# DATA SHOWN start

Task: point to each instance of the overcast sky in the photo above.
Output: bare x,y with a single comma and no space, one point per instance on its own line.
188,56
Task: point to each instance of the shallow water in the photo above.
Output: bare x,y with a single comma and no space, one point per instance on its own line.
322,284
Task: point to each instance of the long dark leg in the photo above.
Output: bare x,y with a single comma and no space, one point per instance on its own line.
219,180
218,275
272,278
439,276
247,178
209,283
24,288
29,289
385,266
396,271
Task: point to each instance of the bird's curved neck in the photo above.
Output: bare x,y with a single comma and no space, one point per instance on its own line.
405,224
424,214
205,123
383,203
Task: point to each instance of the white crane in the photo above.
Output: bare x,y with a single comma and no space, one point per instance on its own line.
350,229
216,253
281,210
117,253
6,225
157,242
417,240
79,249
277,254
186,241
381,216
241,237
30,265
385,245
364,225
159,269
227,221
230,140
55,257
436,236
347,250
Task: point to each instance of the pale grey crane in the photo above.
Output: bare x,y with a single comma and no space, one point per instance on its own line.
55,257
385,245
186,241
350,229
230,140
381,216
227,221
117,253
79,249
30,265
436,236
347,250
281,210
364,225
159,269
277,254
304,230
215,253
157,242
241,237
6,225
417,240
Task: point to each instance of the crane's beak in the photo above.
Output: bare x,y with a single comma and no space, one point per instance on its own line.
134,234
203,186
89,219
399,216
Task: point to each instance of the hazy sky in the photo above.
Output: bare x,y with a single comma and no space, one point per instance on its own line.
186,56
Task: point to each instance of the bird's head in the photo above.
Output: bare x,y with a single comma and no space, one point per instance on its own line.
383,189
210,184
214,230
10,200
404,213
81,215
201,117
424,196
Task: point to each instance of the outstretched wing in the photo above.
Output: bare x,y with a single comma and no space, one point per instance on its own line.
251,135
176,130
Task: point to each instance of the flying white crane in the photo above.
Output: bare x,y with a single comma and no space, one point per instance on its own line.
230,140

# DATA SHOWN end

Copy out the items from the line containing "Task: point to each instance of the white" through the end of the items, inclusive, with every line unchanged.

- RESULT FOR THIS EXERCISE:
Task: point to each instance of the white crane in the photo above.
Output: bare x,y with a single comma and no space, one point per instance on its own line.
350,229
216,253
281,210
117,253
6,225
157,242
417,240
79,249
277,254
186,241
381,216
241,237
30,265
385,245
364,225
159,269
227,221
230,140
55,257
436,236
347,250
Task: point to each instance of the pale grey crane in the photo above.
Output: bare x,y with a single comma and no space, one point per instance on its own line.
55,257
385,245
186,241
350,229
230,140
381,216
227,221
117,253
79,249
30,265
436,236
347,250
281,210
364,225
159,269
277,254
304,230
215,253
157,242
241,237
6,225
417,240
Task: point to each instance of the crane's beak in the photo above.
Output: bare x,y with a single comma and no space, one point per instance on its own line.
134,234
203,186
89,219
399,216
Task: point to each instance of the hazy sky in the photo above.
Output: bare x,y with a single comma and no space, one point per instance on its own line.
186,56
Task: point to each instance of the bird's head in the photo above.
Output: bare x,y with a single comma and no space, one point per instance on its own line.
383,189
210,184
214,230
10,200
404,213
81,215
201,117
424,196
Task: point to each instance of the outstretched wing in the photo above.
Output: bare x,y with a single comma and no space, one point per instance on its own line.
251,135
176,130
Task: point to each instance of the flying white crane in the photo above.
Output: bare x,y with a single comma and no space, one point per instance on its own line.
230,140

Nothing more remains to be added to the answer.